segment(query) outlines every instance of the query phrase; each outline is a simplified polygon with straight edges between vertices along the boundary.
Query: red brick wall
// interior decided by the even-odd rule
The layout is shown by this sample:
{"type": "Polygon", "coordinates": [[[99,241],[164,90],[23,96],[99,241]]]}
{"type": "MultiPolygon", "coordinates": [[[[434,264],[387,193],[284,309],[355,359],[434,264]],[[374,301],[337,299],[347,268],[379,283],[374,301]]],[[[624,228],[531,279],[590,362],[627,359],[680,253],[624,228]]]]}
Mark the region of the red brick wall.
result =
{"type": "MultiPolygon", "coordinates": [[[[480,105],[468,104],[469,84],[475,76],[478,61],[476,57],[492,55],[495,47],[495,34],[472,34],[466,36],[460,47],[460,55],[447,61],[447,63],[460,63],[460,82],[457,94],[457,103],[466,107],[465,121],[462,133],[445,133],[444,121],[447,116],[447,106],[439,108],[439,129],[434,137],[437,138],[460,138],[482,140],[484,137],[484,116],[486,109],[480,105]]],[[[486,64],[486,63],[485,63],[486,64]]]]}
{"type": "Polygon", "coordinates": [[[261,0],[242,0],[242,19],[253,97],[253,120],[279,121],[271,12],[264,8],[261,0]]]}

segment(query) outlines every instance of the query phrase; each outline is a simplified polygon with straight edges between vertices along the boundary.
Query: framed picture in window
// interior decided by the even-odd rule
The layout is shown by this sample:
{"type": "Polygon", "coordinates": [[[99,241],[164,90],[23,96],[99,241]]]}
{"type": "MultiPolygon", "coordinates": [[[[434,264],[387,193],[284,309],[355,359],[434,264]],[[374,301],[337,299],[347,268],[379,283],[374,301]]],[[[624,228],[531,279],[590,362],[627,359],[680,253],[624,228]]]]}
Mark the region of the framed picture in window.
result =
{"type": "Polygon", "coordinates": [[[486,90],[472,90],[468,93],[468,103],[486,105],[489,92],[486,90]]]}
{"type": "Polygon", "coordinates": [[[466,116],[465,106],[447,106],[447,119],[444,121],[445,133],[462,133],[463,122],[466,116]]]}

### WRITTEN TASK
Edit the lines from the start of the entries through the line with "Mark the region of the red brick wall.", replacing "even-odd rule" with "nonzero winding rule" and keeping everything else the same. Give only those lines.

### SOLVED PROBLEM
segment(query) outlines every instance of the query phrase; each outline is a simplified polygon with straight edges between vertices along the boundary.
Query: red brick wall
// interior decided by the nonzero winding rule
The layout is shown by this sample:
{"type": "Polygon", "coordinates": [[[99,241],[164,90],[23,96],[99,241]]]}
{"type": "MultiPolygon", "coordinates": [[[[434,264],[387,193],[284,309],[355,359],[434,264]],[[374,301],[337,299],[347,268],[379,283],[374,301]]],[[[624,228],[531,279],[590,362],[627,359],[680,253],[624,228]]]]}
Mark the region of the red brick wall.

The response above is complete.